[Collection entries]
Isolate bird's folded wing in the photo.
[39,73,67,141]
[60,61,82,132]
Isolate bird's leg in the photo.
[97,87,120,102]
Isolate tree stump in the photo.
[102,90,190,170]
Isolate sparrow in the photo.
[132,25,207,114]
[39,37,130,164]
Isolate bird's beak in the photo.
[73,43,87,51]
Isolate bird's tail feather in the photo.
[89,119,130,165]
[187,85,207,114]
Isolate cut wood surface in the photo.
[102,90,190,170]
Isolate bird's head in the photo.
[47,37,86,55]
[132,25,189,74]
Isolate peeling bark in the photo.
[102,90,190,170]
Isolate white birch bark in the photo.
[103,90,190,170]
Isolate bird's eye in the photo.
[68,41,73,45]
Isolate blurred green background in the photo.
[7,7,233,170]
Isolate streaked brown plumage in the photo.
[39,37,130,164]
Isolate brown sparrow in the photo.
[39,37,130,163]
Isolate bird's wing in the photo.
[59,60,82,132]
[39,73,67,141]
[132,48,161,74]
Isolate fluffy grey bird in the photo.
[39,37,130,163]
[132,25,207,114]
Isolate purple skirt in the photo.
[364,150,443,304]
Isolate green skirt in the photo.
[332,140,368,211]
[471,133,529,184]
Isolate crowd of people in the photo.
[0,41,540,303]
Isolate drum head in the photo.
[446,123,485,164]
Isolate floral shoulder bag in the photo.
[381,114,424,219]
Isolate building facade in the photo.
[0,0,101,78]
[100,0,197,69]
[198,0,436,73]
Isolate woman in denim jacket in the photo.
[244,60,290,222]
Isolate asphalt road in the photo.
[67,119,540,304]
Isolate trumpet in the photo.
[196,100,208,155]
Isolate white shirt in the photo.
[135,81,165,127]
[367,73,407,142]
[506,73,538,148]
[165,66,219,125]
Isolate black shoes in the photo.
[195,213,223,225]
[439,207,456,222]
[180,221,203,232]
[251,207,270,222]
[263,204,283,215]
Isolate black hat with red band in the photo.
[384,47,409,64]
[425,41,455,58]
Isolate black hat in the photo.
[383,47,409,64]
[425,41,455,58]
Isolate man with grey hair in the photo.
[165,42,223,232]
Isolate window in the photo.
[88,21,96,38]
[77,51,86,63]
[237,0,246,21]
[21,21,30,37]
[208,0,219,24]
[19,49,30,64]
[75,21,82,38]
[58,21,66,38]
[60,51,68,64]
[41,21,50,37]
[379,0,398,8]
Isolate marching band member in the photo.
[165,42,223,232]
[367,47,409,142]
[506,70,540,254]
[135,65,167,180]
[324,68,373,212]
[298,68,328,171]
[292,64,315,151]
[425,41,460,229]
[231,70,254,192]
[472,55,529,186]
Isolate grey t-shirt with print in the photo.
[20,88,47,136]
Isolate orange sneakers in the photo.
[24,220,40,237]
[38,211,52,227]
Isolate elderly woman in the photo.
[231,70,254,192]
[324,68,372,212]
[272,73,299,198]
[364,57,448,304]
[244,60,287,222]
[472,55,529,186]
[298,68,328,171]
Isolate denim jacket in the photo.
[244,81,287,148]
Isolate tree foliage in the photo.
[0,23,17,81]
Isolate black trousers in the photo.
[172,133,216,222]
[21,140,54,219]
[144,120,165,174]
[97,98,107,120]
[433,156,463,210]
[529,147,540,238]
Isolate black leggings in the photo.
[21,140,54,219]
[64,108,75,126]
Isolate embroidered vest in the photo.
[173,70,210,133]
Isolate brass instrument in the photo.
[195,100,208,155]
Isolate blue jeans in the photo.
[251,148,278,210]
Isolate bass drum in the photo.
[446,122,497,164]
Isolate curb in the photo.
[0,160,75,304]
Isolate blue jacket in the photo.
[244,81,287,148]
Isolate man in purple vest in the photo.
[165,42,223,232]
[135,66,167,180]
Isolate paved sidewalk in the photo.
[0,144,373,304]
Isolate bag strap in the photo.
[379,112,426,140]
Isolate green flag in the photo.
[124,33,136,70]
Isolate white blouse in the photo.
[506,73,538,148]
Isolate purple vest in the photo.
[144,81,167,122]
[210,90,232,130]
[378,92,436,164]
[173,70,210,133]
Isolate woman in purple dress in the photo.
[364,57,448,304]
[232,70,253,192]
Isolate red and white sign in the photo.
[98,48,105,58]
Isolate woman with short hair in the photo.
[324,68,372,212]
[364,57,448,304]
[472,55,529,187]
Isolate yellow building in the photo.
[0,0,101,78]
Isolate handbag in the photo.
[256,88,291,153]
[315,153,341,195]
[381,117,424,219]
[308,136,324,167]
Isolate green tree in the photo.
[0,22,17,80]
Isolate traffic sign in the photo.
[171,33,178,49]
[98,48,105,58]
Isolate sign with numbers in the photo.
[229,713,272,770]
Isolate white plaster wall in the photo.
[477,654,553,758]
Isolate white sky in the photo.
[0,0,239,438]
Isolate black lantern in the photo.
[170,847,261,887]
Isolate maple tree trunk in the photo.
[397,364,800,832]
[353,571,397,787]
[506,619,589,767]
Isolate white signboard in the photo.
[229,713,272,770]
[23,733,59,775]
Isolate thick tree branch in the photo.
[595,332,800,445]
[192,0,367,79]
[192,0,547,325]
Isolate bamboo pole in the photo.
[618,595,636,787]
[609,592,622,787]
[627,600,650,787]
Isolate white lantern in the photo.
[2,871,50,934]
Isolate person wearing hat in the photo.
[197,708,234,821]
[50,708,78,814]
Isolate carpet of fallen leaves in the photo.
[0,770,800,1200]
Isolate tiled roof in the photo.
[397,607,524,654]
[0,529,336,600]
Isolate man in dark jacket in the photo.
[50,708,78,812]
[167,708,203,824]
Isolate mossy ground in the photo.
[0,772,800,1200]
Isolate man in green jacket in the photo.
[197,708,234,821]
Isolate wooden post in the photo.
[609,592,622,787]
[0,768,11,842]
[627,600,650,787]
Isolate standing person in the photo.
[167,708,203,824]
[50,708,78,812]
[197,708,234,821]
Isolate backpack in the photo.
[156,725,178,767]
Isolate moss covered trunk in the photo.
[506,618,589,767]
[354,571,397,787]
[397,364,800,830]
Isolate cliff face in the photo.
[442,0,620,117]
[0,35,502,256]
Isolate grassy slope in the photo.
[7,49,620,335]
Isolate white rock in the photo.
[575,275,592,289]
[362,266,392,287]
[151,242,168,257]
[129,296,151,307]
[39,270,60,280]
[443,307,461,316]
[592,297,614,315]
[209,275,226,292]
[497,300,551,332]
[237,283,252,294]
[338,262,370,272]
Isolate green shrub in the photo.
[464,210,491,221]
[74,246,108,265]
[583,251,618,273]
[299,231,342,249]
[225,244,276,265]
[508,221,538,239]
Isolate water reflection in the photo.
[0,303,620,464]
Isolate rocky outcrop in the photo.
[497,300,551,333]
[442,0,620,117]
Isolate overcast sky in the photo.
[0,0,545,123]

**Aim of the exercise:**
Put every line of the rows above into a Markdown table with two columns, No and Entry, numbering the lines in order and leaving out any blank lines.

**Exercise result:**
| No | Entry |
|---|---|
| 1 | Isolate bird's folded wing in the photo. |
| 2 | [39,73,67,141] |
| 3 | [60,61,82,132] |
| 4 | Isolate bird's leg in the photo. |
| 5 | [97,87,120,102] |
| 6 | Isolate tree stump in the photo. |
| 7 | [102,90,190,170] |
| 8 | Isolate sparrow in the photo. |
| 9 | [132,25,207,114] |
| 10 | [39,37,130,164] |
| 11 | Isolate bird's beak in the photo. |
| 12 | [73,43,87,51] |
| 13 | Isolate bird's tail feather in the photo. |
| 14 | [89,119,130,165] |
| 15 | [187,85,207,114] |
| 16 | Isolate cut wood surface in the photo. |
| 17 | [102,90,190,170] |
| 18 | Isolate bird's head in the photo. |
| 19 | [47,37,86,55] |
| 20 | [132,25,189,74] |
| 21 | Isolate peeling bark in the photo. |
| 22 | [102,90,190,170] |
| 23 | Isolate white birch bark in the photo. |
| 24 | [103,90,190,170] |
| 25 | Isolate bird's eye in the photo. |
| 26 | [68,41,73,45] |
| 27 | Isolate blurred green background in the photo. |
| 28 | [7,7,233,170] |
| 29 | Isolate streaked brown plumage in the photo. |
| 30 | [39,37,130,164] |
| 31 | Isolate brown sparrow in the photo. |
| 32 | [39,37,130,163] |
| 33 | Isolate bird's wing in the photo. |
| 34 | [59,60,82,132] |
| 35 | [39,73,67,141] |
| 36 | [132,48,161,74] |
| 37 | Isolate fluffy grey bird in the photo. |
| 38 | [39,37,130,163] |
| 39 | [132,25,207,114] |
| 40 | Isolate purple skirt in the photo. |
| 41 | [364,150,443,304] |
| 42 | Isolate green skirt in the photo. |
| 43 | [332,140,368,211] |
| 44 | [471,133,529,184] |
| 45 | Isolate crowd of people in the photo. |
| 46 | [0,41,540,303] |
| 47 | Isolate drum head in the photo. |
| 48 | [446,123,485,164] |
| 49 | Isolate floral shoulder bag in the photo. |
| 50 | [381,114,424,219] |
| 51 | Isolate building facade in the photo. |
| 52 | [0,0,101,78] |
| 53 | [100,0,197,69] |
| 54 | [198,0,436,73] |
| 55 | Isolate woman in denim jacket in the photo. |
| 56 | [244,60,290,222] |
| 57 | Isolate asphalt road in the photo. |
| 58 | [67,119,540,304] |
| 59 | Isolate trumpet in the photo. |
| 60 | [196,100,208,155] |
| 61 | Isolate white shirt in the photo. |
| 62 | [135,81,165,127] |
| 63 | [367,73,407,142] |
| 64 | [506,73,538,148] |
| 65 | [165,66,219,125] |
| 66 | Isolate black shoes in the photo. |
| 67 | [195,213,223,225] |
| 68 | [439,207,456,222] |
| 69 | [180,221,203,232] |
| 70 | [251,207,270,222] |
| 71 | [263,204,283,215] |
| 72 | Isolate black hat with red band in the photo. |
| 73 | [384,47,409,64] |
| 74 | [425,41,455,58] |
| 75 | Isolate black hat in the photo. |
| 76 | [383,47,409,64] |
| 77 | [425,41,455,58] |
| 78 | Isolate man with grey hair in the photo. |
| 79 | [165,42,223,232] |
| 80 | Isolate window in the photo. |
| 81 | [88,21,96,38] |
| 82 | [77,51,86,63] |
| 83 | [237,0,246,21] |
| 84 | [21,21,30,37] |
| 85 | [208,0,219,24] |
| 86 | [19,49,30,64] |
| 87 | [75,21,82,38] |
| 88 | [58,21,66,38] |
| 89 | [60,51,68,64] |
| 90 | [41,21,50,37] |
| 91 | [379,0,398,8] |
| 92 | Isolate marching band member in the photo. |
| 93 | [165,42,223,232] |
| 94 | [367,47,409,142] |
| 95 | [506,70,540,254] |
| 96 | [135,65,167,180] |
| 97 | [324,68,373,212] |
| 98 | [298,68,328,171] |
| 99 | [292,64,315,151] |
| 100 | [425,41,460,229] |
| 101 | [231,70,254,192] |
| 102 | [472,55,529,186] |
| 103 | Isolate grey t-shirt with print in the photo. |
| 104 | [20,88,47,136] |
| 105 | Isolate orange sneakers in the photo. |
| 106 | [24,220,40,237] |
| 107 | [38,211,52,227] |
| 108 | Isolate elderly woman in the photo. |
| 109 | [231,70,254,192] |
| 110 | [324,68,372,212] |
| 111 | [272,73,299,198] |
| 112 | [364,57,448,304] |
| 113 | [244,60,287,222] |
| 114 | [472,55,529,186] |
| 115 | [298,68,328,171] |
| 116 | Isolate denim jacket in the photo. |
| 117 | [244,81,287,148] |
| 118 | Isolate tree foliage in the photo. |
| 119 | [0,23,17,81] |
| 120 | Isolate black trousers in the photo. |
| 121 | [172,133,216,222] |
| 122 | [21,140,54,219] |
| 123 | [144,120,165,174] |
| 124 | [97,98,107,120] |
| 125 | [433,156,463,210] |
| 126 | [529,147,540,238] |
| 127 | Isolate black leggings in the photo. |
| 128 | [21,140,54,219] |
| 129 | [64,108,75,126] |
| 130 | Isolate embroidered vest in the photo. |
| 131 | [173,70,210,133] |
| 132 | Isolate brass instrument in the photo. |
| 133 | [195,100,208,155] |
| 134 | Isolate blue jeans in the photo. |
| 135 | [251,148,278,210] |
| 136 | Isolate bass drum in the photo. |
| 137 | [446,122,497,164] |
| 138 | Isolate curb in the photo. |
| 139 | [0,160,75,304] |
| 140 | Isolate blue jacket in the photo. |
| 141 | [244,81,287,148] |
| 142 | Isolate man in purple vest in the photo. |
| 143 | [165,42,223,232] |
| 144 | [135,66,167,180] |
| 145 | Isolate paved sidewalk in the photo. |
| 146 | [0,144,373,304] |
| 147 | Isolate bag strap in the photo. |
| 148 | [379,112,426,140] |
| 149 | Isolate green flag in the photo. |
| 150 | [124,33,136,70] |
| 151 | Isolate white blouse in the photo. |
| 152 | [506,73,538,148] |
| 153 | Isolate purple vest in the photo. |
| 154 | [144,81,167,122] |
| 155 | [210,90,232,130] |
| 156 | [378,92,436,164] |
| 157 | [173,70,210,133] |
| 158 | Isolate woman in purple dress in the photo. |
| 159 | [364,57,448,304] |
| 160 | [232,70,253,192] |
| 161 | Isolate red and white sign in the photo. |
| 162 | [98,48,105,58] |
| 163 | Isolate woman with short hair in the photo. |
| 164 | [324,68,372,212] |
| 165 | [364,57,448,304] |
| 166 | [472,55,529,187] |
| 167 | Isolate yellow building in the photo. |
| 168 | [0,0,101,78] |
| 169 | Isolate handbag in the photo. |
| 170 | [256,88,291,153] |
| 171 | [315,153,341,195] |
| 172 | [381,117,424,219] |
| 173 | [308,136,324,167] |
| 174 | Isolate green tree in the photo. |
| 175 | [0,22,17,80] |
| 176 | Isolate traffic sign in the photo. |
| 177 | [171,33,178,49] |
| 178 | [98,48,105,58] |
| 179 | Isolate sign with numbers in the photo. |
| 180 | [229,713,272,770] |
| 181 | Isolate white plaster wall in the photo. |
| 182 | [477,654,553,758] |
| 183 | Isolate white sky in the photo. |
| 184 | [0,0,239,438] |
| 185 | Isolate black lantern in the photo. |
| 186 | [170,847,261,887] |
| 187 | Isolate maple tree trunk in the photo. |
| 188 | [397,364,800,832] |
| 189 | [353,571,397,787] |
| 190 | [506,619,589,767] |
| 191 | Isolate white signboard in the photo. |
| 192 | [229,713,272,770] |
| 193 | [23,733,59,775] |
| 194 | Isolate thick tree branch in the photo. |
| 195 | [595,332,800,445] |
| 196 | [192,0,367,79] |
| 197 | [192,0,547,325] |
| 198 | Isolate bamboo pole in the photo. |
| 199 | [618,595,636,787] |
| 200 | [609,592,622,787] |
| 201 | [627,600,650,787] |
| 202 | Isolate white lantern in the photo. |
| 203 | [2,871,50,934] |
| 204 | Isolate person wearing hat in the photo. |
| 205 | [197,708,234,821] |
| 206 | [50,708,78,814] |
| 207 | Isolate carpet of fallen leaves in the photo. |
| 208 | [0,770,800,1200] |
| 209 | Isolate tiled roof in the photo. |
| 210 | [397,607,524,654] |
| 211 | [0,529,336,600] |
| 212 | Isolate man in dark jacket in the photo. |
| 213 | [50,708,78,812] |
| 214 | [167,708,203,824] |
| 215 | Isolate mossy ground in the photo. |
| 216 | [0,772,800,1200] |
| 217 | Isolate man in green jacket in the photo. |
| 218 | [197,708,234,821] |
| 219 | Isolate wooden post in the photo. |
| 220 | [609,592,622,787] |
| 221 | [0,768,11,842] |
| 222 | [627,600,650,787] |
| 223 | Isolate standing person in the photo. |
| 224 | [167,708,203,824] |
| 225 | [50,708,78,812] |
| 226 | [197,708,234,821] |
| 227 | Isolate backpack in the photo. |
| 228 | [156,725,178,767] |
| 229 | Isolate moss covered trunk in the photo. |
| 230 | [506,618,589,767] |
| 231 | [354,571,397,787] |
| 232 | [397,364,800,830] |
| 233 | Isolate cliff face in the photo. |
| 234 | [442,0,620,117] |
| 235 | [0,35,502,256] |
| 236 | Isolate grassy slope in the photo. |
| 237 | [7,49,620,335] |
| 238 | Isolate white rock in the photo. |
| 239 | [575,275,592,289] |
| 240 | [362,266,392,287] |
| 241 | [151,242,168,257] |
| 242 | [129,296,151,307] |
| 243 | [39,270,60,280] |
| 244 | [443,307,461,316] |
| 245 | [592,297,614,315] |
| 246 | [209,275,226,292] |
| 247 | [497,300,551,332] |
| 248 | [237,283,252,294] |
| 249 | [338,262,370,272] |
| 250 | Isolate green shrub in the photo. |
| 251 | [464,210,491,221] |
| 252 | [74,246,108,265] |
| 253 | [583,251,618,273] |
| 254 | [299,231,342,249] |
| 255 | [225,244,276,265] |
| 256 | [508,221,538,239] |
| 257 | Isolate water reflection in the photo. |
| 258 | [0,303,620,464] |
| 259 | Isolate rocky outcrop in the photo. |
| 260 | [497,300,551,333] |
| 261 | [442,0,620,117] |
| 262 | Isolate overcast sky in the photo. |
| 263 | [0,0,545,123] |